## TEXT PROVIDED
— start —

Friday, August 24, 2007

I'm a "mommy blog"-er

You may have noticed the new title of my blog. After reading many of my friends' and my friends' friends' blogs, I have come to the conclusion that mine is a "mommy blog." Kind of undeniable when all I ever write about is being a mom, my kids, and domestic stuff. I wish that I were more intellectual or had other interests that people would enjoy reading about it, but let's face it--my life is consumed by my kids and my family right now. That's what you get when you have a 3-year-old and a 2-year old. Well, I LOVE being a mom, so I'm going to embrace it.

At some point in my early 20's, I realized what an awesome woman my mom is. We grew up on homemade bread. My mom made 6 loaves at a time, and I'm sure she had to do that more than once a week. She can cook anything in the world. She sewed almost all of our clothes until we rudely rejected her efforts. She took up woodworking so that she could make things to decorate our house in her country style. She has more tools than a lot of men. She is an awesome teacher. She even home-schooled my younger sisters for a few semesters in high school. My parents' food storage is a wonder to behold, and it's filled with canned fruits and vegetables from her garden. I have to add that her yard is extraordinary, filled with beautiful flowers and a huge vegetable garden. What a great example for me!

Now that I'm a mom, I have this inner drive to start doing all of these domestic things. My mom taught me to sew when I was in junior high, and I made a couple of things then, but it never took. Until 2 years ago, when I suddenly wanted to sew. My mom got me a sewing machine, and I use it all the time now! I'm not a pro, in fact I've got a lot to learn, but I've made skirts for myself, clothes for Katelyn, and more blankets than you can shake a stick at. (What does that mean?) I'm even taking a quilt block-of-the-month class with my sisters.

As for cooking, I take pride in being able to make anything I have a recipe for, and I like to get creative and add my own touches to recipes. I took a year off from cooking while we were in Spokane, thanks to Le Cafe (the Sacred Heart cafeteria), but I baked several times a week. (Baking is my passion when I'm in the kitchen!) Back in Salt Lake, I'm cooking dinner every night and trying to remind myself how much I love it.

Next year we're going to start gardening. John is already getting my giant garden plot ready, and we have plans to plant almost any veggie you can think of. I can't wait! Luckily, I have my mom and my sister Stephanie, who has a horticulture degree, to lean on for guidance.

— end —

## RECORDS SHOWN
— start —

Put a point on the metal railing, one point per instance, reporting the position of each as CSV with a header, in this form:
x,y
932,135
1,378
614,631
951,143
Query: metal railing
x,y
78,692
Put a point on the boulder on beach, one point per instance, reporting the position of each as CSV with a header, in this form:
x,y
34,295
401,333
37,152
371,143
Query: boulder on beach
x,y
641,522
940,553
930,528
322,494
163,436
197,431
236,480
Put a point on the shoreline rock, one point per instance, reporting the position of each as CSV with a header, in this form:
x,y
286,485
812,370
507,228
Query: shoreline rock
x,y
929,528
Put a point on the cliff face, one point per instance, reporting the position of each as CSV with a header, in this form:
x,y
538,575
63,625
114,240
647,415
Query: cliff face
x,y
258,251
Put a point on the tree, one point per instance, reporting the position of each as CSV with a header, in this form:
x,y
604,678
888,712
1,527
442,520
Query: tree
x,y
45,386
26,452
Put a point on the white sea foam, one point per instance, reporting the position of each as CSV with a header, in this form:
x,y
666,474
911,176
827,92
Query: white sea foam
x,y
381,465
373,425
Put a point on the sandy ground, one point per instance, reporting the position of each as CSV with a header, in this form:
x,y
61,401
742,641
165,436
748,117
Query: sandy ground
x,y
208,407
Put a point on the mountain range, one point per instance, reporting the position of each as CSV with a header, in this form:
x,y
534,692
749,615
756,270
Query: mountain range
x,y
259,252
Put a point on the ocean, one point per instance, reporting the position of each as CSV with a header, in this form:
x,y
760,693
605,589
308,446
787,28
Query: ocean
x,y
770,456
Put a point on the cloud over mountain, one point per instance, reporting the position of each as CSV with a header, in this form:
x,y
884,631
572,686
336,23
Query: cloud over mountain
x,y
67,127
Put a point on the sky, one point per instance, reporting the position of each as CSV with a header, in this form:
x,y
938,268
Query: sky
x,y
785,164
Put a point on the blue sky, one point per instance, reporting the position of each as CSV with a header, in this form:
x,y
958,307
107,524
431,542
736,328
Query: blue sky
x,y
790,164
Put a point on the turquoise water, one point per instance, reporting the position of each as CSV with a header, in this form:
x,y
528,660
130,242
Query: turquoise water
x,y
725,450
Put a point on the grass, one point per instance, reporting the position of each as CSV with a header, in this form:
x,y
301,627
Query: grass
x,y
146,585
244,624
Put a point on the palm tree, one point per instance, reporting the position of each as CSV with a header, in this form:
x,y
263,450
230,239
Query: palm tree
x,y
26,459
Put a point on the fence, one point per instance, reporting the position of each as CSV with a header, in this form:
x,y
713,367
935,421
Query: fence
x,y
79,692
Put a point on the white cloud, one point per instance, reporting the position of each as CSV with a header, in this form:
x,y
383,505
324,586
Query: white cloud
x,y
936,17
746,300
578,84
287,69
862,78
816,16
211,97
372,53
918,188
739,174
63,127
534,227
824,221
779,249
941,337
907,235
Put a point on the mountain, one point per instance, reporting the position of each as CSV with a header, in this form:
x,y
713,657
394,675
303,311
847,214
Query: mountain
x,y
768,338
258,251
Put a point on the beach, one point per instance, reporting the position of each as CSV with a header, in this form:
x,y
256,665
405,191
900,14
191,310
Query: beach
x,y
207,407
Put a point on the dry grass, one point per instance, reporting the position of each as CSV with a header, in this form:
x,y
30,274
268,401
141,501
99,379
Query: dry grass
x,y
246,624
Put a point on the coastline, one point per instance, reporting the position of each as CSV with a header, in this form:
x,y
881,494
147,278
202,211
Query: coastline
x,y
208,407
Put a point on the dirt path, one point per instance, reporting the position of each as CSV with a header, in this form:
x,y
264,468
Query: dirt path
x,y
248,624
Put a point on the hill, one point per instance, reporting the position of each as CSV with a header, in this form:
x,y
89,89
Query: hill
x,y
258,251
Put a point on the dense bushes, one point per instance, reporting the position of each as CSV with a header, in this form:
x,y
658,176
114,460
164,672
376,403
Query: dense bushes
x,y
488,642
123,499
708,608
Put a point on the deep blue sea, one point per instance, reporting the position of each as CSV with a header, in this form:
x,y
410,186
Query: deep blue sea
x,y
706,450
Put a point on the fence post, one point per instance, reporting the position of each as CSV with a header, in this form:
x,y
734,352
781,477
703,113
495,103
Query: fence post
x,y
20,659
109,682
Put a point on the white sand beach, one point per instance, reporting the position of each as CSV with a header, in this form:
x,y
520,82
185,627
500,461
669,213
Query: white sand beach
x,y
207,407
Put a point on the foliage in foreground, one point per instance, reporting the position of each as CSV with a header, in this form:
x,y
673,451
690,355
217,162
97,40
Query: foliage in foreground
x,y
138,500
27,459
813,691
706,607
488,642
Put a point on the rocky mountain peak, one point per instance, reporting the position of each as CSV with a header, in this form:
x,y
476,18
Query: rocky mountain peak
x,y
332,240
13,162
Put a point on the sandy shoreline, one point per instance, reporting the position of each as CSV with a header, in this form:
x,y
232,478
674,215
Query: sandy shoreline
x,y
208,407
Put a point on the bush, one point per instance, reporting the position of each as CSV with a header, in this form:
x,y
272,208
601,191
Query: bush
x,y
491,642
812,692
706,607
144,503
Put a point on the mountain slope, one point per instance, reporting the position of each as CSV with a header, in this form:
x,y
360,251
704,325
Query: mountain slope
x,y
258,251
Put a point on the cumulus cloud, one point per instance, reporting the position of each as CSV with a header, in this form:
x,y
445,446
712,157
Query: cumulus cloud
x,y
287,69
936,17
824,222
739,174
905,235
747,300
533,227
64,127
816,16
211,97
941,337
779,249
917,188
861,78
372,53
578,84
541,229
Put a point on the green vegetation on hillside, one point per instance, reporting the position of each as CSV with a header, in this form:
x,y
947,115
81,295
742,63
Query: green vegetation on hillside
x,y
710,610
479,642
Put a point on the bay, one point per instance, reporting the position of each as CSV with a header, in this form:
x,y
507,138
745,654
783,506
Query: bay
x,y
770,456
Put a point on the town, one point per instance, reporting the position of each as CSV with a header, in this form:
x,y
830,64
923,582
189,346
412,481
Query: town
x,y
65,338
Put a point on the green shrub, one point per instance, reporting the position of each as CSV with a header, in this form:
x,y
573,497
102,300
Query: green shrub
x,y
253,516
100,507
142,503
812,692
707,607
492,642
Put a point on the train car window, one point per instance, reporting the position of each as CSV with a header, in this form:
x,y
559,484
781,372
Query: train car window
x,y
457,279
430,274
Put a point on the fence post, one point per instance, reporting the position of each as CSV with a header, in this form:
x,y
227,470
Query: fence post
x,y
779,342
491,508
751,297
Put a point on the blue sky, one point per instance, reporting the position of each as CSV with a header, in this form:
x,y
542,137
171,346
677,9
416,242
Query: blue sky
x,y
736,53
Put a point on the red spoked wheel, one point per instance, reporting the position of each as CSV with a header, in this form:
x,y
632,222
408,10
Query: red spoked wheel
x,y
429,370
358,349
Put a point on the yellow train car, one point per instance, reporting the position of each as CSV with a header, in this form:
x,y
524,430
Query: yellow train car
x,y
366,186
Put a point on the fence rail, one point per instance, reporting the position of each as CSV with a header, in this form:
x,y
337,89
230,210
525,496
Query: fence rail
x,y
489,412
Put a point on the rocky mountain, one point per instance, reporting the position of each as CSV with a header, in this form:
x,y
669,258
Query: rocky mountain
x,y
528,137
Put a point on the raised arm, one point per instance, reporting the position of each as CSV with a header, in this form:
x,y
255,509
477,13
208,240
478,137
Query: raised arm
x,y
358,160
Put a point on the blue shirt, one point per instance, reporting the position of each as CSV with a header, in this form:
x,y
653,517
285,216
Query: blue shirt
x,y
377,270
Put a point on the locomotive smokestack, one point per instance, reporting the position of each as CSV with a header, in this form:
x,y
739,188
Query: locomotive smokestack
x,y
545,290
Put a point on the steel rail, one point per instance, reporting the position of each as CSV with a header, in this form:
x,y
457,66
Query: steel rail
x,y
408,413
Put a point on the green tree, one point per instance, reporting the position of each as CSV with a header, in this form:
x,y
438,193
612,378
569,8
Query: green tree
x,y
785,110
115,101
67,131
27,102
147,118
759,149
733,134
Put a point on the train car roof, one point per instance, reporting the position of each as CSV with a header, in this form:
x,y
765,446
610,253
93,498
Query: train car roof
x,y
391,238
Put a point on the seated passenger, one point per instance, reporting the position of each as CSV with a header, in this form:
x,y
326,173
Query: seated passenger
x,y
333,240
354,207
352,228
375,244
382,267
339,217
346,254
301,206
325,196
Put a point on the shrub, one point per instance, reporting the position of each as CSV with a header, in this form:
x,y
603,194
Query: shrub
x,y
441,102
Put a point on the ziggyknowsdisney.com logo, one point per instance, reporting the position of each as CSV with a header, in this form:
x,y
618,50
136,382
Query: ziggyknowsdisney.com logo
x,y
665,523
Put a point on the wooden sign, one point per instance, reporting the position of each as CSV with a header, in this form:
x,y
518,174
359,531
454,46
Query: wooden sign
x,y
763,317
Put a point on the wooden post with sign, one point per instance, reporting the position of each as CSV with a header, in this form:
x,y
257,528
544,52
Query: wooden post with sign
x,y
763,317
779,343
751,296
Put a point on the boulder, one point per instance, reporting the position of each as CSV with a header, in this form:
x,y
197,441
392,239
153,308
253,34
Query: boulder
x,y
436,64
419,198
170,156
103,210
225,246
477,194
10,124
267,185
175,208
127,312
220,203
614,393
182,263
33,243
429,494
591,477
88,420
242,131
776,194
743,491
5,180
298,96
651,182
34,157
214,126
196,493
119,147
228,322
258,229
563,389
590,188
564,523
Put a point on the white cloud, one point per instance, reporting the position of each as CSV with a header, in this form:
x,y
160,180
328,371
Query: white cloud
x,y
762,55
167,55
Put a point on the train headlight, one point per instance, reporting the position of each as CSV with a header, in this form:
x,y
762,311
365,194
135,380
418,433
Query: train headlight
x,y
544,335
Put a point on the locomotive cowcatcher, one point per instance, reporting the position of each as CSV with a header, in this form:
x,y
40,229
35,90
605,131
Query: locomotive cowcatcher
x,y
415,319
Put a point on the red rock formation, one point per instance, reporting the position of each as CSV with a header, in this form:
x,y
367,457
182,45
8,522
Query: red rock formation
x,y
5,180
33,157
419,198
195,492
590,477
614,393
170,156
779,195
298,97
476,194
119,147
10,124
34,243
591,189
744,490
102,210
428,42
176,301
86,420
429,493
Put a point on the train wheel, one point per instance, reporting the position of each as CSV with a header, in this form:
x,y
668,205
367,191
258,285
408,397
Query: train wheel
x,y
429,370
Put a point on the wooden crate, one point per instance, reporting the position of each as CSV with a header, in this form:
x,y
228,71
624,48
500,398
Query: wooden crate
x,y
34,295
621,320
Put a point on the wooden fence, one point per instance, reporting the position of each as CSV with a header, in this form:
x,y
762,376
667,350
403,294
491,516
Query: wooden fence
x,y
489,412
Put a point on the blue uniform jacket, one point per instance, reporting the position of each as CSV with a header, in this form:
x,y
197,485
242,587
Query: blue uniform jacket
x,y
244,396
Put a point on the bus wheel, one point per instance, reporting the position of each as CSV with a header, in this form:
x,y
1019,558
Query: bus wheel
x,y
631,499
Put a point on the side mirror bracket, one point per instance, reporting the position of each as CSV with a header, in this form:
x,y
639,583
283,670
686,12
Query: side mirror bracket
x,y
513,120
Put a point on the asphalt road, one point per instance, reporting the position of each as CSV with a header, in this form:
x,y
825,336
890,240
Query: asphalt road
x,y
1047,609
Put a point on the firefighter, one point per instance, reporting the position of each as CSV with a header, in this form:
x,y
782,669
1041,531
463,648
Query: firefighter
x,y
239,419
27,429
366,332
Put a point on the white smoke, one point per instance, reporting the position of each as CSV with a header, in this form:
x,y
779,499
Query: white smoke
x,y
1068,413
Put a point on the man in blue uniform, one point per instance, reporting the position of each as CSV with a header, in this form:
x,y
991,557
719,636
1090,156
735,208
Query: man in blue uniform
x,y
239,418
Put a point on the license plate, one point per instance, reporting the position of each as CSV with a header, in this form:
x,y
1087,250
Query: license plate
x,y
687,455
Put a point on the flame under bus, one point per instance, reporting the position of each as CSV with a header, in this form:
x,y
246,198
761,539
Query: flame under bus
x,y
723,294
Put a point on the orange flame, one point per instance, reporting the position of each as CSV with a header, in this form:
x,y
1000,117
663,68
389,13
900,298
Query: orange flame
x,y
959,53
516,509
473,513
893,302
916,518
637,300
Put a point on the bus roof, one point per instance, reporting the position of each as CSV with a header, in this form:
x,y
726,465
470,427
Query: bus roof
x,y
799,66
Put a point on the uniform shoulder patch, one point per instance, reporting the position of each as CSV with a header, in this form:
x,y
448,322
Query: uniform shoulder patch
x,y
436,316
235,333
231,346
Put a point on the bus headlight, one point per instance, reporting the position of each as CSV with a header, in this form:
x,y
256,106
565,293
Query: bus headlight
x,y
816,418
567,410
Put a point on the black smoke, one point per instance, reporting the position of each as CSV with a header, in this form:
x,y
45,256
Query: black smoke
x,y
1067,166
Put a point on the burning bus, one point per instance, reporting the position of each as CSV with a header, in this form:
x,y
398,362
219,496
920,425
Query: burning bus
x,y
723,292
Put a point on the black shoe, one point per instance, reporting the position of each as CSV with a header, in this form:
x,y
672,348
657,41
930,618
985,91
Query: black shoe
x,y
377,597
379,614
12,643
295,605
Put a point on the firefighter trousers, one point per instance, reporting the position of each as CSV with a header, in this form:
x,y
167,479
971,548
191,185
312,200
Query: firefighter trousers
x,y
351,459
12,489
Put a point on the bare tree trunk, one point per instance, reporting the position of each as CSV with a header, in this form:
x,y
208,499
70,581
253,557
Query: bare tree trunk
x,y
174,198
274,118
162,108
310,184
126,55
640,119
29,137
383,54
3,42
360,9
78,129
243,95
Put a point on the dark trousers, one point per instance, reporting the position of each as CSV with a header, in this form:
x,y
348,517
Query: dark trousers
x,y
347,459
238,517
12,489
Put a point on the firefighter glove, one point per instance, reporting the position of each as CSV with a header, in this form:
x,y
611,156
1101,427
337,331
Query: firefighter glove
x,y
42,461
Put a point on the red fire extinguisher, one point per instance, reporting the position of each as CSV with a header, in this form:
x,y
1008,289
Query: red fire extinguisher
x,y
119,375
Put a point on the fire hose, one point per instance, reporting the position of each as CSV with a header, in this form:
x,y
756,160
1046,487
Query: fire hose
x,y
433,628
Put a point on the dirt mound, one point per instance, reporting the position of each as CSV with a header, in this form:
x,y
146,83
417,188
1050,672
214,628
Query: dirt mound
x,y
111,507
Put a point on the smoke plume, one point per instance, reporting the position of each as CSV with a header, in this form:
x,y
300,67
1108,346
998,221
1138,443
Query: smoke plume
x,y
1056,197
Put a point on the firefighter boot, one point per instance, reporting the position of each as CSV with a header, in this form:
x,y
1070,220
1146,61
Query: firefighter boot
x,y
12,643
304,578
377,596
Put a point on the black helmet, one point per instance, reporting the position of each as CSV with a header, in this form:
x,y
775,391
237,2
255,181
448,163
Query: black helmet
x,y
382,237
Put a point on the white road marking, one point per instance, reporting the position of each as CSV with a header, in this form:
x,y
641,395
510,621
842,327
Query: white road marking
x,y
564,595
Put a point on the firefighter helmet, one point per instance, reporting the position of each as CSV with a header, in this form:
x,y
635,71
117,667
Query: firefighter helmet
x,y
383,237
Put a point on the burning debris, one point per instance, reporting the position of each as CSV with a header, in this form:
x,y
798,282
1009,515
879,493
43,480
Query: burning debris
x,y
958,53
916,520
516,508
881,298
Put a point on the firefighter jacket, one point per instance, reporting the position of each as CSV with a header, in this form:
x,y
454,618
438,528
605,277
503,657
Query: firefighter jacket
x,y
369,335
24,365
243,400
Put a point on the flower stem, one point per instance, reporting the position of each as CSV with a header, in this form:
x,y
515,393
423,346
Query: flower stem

— end —

## OBJECTIVE 1
In the blog post, how many loaves of bread did the writer's mom make at one time?
## OBJECTIVE 2
Pull out each line of the rows that contains the string "license".

## COMPLETE OUTPUT 1
Six loaves.

## COMPLETE OUTPUT 2
Put a point on the license plate, one point per instance, reporting the position of each as CSV with a header, in this form:
Query: license plate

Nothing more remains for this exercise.